Dataset extract |
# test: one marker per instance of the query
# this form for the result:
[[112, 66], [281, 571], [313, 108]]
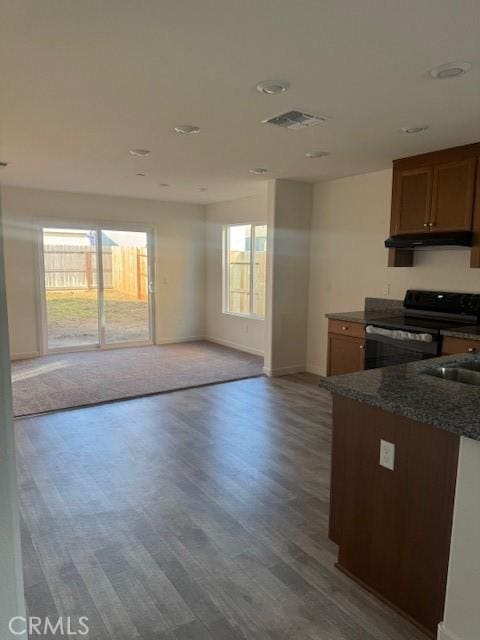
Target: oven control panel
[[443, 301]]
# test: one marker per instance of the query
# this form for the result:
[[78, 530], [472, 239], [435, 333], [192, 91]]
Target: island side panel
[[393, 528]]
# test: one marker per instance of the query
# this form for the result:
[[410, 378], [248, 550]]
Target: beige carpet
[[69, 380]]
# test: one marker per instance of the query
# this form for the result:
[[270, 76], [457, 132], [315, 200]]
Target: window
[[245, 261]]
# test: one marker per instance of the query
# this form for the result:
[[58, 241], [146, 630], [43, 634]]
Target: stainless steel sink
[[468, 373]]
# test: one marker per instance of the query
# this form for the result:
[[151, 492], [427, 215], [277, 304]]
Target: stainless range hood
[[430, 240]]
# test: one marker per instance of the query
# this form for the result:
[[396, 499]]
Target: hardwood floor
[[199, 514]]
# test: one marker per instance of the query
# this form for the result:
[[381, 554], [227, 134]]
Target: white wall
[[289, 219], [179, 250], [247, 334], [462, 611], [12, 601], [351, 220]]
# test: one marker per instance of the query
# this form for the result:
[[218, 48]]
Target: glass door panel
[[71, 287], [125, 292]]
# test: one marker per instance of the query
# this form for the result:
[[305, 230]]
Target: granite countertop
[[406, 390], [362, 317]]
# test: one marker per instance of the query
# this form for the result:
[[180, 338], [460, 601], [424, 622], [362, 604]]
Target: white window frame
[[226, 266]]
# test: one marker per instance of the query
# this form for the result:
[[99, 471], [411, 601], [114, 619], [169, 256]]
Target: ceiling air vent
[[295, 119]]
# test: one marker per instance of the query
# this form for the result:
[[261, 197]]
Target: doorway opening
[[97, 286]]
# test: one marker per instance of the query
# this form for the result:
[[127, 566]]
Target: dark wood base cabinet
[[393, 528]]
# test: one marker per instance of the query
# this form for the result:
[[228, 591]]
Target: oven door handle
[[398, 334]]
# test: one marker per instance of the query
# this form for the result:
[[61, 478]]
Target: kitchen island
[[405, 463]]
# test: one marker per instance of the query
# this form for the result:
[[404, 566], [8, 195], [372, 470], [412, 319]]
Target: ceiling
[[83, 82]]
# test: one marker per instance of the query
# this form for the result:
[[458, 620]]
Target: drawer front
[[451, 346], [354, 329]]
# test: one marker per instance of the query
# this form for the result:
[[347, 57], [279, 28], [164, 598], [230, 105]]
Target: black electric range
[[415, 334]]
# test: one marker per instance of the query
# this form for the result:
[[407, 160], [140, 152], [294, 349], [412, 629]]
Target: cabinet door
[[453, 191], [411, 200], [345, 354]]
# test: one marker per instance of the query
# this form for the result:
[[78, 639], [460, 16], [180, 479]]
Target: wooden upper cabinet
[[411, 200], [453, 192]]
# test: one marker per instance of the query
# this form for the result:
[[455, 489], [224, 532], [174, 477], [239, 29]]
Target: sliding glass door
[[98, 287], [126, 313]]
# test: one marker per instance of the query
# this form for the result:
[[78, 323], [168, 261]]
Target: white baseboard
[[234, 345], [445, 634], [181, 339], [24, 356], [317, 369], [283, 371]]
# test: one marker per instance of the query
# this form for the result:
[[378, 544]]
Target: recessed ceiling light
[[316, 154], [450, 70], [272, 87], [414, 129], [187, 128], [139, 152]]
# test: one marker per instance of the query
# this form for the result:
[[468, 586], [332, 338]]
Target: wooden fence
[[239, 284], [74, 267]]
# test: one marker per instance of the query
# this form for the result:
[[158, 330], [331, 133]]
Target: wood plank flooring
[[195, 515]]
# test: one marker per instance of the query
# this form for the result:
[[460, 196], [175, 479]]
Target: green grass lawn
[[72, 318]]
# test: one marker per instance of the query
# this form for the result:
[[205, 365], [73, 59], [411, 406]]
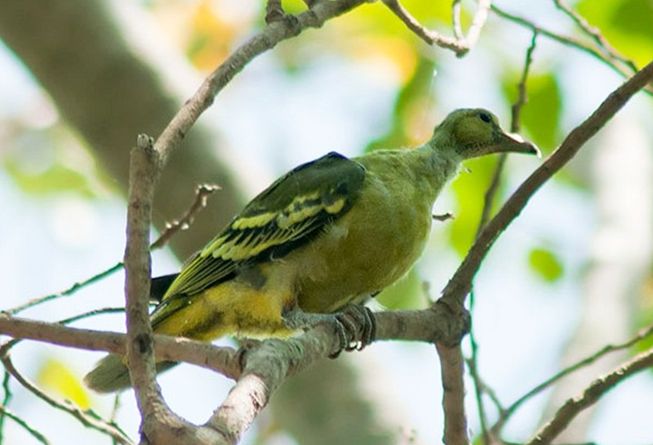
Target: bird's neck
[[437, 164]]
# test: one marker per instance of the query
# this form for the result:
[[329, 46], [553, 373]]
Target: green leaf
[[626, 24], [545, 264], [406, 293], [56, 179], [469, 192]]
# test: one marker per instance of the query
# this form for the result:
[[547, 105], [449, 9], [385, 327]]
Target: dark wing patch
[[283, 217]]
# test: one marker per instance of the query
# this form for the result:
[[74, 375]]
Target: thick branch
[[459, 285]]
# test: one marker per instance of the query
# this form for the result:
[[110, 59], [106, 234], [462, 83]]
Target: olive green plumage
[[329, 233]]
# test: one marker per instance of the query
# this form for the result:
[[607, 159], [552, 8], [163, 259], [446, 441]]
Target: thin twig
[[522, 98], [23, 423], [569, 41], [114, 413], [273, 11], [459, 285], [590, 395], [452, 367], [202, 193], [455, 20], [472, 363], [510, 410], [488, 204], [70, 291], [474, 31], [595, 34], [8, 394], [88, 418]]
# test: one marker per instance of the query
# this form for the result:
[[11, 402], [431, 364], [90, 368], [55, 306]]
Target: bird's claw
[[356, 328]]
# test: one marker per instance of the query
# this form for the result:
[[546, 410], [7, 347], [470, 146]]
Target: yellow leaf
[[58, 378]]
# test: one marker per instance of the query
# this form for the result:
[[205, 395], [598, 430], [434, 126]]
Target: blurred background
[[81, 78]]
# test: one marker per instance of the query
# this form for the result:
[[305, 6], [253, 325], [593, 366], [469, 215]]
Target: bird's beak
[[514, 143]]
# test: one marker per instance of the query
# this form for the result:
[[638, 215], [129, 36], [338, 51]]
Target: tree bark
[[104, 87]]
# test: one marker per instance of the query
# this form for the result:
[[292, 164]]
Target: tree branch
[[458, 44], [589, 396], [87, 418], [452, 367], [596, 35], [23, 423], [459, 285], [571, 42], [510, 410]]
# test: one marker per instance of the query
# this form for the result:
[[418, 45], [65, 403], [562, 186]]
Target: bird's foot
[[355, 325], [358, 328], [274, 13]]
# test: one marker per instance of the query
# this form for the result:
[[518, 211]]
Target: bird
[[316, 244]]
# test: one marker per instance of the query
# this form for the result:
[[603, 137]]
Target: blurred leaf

Request | Print every one of the records above again, word for word, and leave the pictures out.

Reply |
# test: one marker per instance of the query
# this form for the result:
[[112, 66], [281, 571], [313, 108]]
Target: oven control panel
[[443, 301]]
# test: one marker per instance of the query
# this form for the result:
[[78, 530], [472, 239], [435, 333], [192, 91]]
Target: island side panel
[[393, 528]]
# test: one marker per instance of the query
# this form for the result:
[[410, 378], [248, 550]]
Target: beige carpet
[[69, 380]]
# test: one marker per instance of the query
# this form for the result:
[[270, 76], [457, 132], [315, 200]]
Target: window
[[245, 261]]
# test: one marker per instance of the query
# this form for the result:
[[58, 241], [146, 630], [43, 634]]
Target: stainless steel sink
[[468, 373]]
# test: one marker per instance of the query
# this form for the result:
[[151, 492], [427, 215], [277, 304]]
Target: stainless range hood
[[430, 240]]
# test: one marker per instance of the query
# this form for the result:
[[396, 499]]
Target: hardwood floor
[[199, 514]]
# test: one marker per instance of the query
# this form for the result:
[[381, 554], [227, 134]]
Target: white wall
[[289, 219], [179, 250], [247, 334], [462, 611], [12, 601], [351, 220]]
# test: one marker per instance of the query
# this form for the result:
[[218, 48]]
Target: glass door panel
[[71, 287], [125, 292]]
# test: one marker per instance of the query
# this form for the result:
[[305, 230]]
Target: granite countertop
[[406, 390], [362, 317]]
# test: one marker per instance of the query
# this form for the result:
[[180, 338], [460, 601], [424, 622], [362, 604]]
Target: white window frame
[[226, 266]]
# test: one marker per instance of the query
# this form for the result:
[[99, 471], [411, 601], [114, 619], [169, 256]]
Target: ceiling air vent
[[295, 119]]
# test: one marker per instance of the query
# this form for the result:
[[261, 197]]
Target: doorway opening
[[97, 286]]
# test: one marker per instance of the query
# this form for the result:
[[127, 566]]
Target: dark wood base cabinet
[[393, 528]]
# test: one marker per instance of the query
# this form for the result:
[[228, 591]]
Target: oven door handle
[[398, 334]]
# test: one marker per instance of the query
# this form for the result:
[[61, 478]]
Target: kitchen island
[[405, 463]]
# test: one marker per instance of the query
# this form for the result:
[[404, 566], [8, 195], [372, 470], [412, 319]]
Target: ceiling
[[83, 82]]
# test: one marker per instance of the query
# this form for the result:
[[458, 620]]
Target: drawer front
[[451, 346], [354, 329]]
# test: one marker per instance of the query
# this form for the result:
[[347, 57], [279, 28], [164, 598], [230, 105]]
Target: black electric range
[[415, 334]]
# test: one marker per instance of the query
# this form for the result:
[[407, 160], [140, 152], [294, 349], [412, 629]]
Target: cabinet door
[[453, 191], [411, 200], [345, 354]]
# test: one marker per instance of the query
# this form for the result:
[[78, 639], [460, 16], [180, 479]]
Target: wooden upper cabinet
[[411, 200], [453, 192]]
# test: one marker per instance of the query
# this form for the result:
[[455, 489], [224, 532], [174, 477], [239, 29]]
Target: sliding glass door
[[98, 287], [126, 313]]
# test: one marker per instance of the query
# this form for the result:
[[78, 323], [168, 261]]
Target: white baseboard
[[234, 345], [445, 634], [181, 339], [24, 356], [317, 369], [283, 371]]
# test: one marker per instance of the query
# this form for the result:
[[378, 544]]
Target: recessed ceiling light
[[316, 154], [450, 70], [272, 87], [414, 129], [187, 128], [139, 152]]
# test: one marker per instance of the query
# this form for the result:
[[468, 586], [332, 338]]
Target: wooden fence
[[239, 284], [74, 267]]
# test: one marker per instance of the query
# this form for the result:
[[158, 330], [331, 133]]
Target: wood plank flooring
[[195, 515]]
# test: one marker per instance of the query
# this form for the result:
[[460, 196], [175, 479]]
Target: green grass lawn
[[72, 318]]
# test: one marker per instance of the query
# this form for the result:
[[205, 365], [73, 59], [411, 406]]
Target: bird's neck
[[437, 164]]
# test: one marker per instance of the query
# this form for the result:
[[329, 46], [553, 373]]
Target: green leaf
[[626, 24], [545, 264], [406, 293], [56, 179], [469, 192]]
# test: one marker per instance of the query
# this form for the result:
[[547, 105], [449, 9], [385, 327]]
Target: dark wing patch
[[283, 217]]
# test: one marker per instance of the query
# this form for the result:
[[74, 375]]
Target: thick branch
[[459, 285]]
# test: one marker per instance of the query
# this form for the result:
[[110, 59], [106, 234], [462, 83]]
Target: olive green plumage
[[329, 233]]
# test: one marker per instance of the query
# this form for the result:
[[607, 159], [552, 8], [163, 259], [446, 441]]
Target: thin twig
[[522, 98], [23, 423], [569, 41], [114, 413], [273, 11], [459, 285], [590, 395], [452, 367], [202, 193], [455, 20], [472, 363], [510, 410], [488, 204], [70, 291], [474, 31], [595, 34], [8, 394], [88, 418]]
# test: one marker per instance of the query
# this form for the result:
[[11, 402], [431, 364], [90, 368], [55, 306]]
Target: bird's claw
[[356, 328]]
# test: one marker per instance of the query
# this form for the result:
[[546, 410], [7, 347], [470, 146]]
Target: yellow leaf
[[58, 378]]
# test: one marker per instance of the query
# this form for the result:
[[205, 395], [598, 430], [434, 126]]
Target: blurred background
[[81, 78]]
# test: one marker per instance of the query
# this form for the result:
[[305, 6], [253, 325], [593, 366], [469, 215]]
Target: bird's beak
[[514, 143]]
# test: one marker per instance of the query
# this form for the result:
[[638, 215], [129, 36], [338, 51]]
Target: tree bark
[[104, 87]]
# test: one marker per instance of the query
# this form for the result:
[[292, 164]]
Target: tree branch
[[458, 44], [589, 396], [87, 418], [452, 367], [596, 35], [23, 423], [459, 285], [571, 42], [510, 410]]
# test: one marker per instance of the query
# this form for the result:
[[418, 45], [65, 403], [562, 186]]
Target: bird's foot
[[355, 325], [358, 328], [274, 13]]
# test: one marker per instance of the query
# this form for the result:
[[518, 211]]
Target: bird
[[316, 244]]
# test: one marker per instance of the query
# this form for the result:
[[603, 137]]
Target: blurred leaf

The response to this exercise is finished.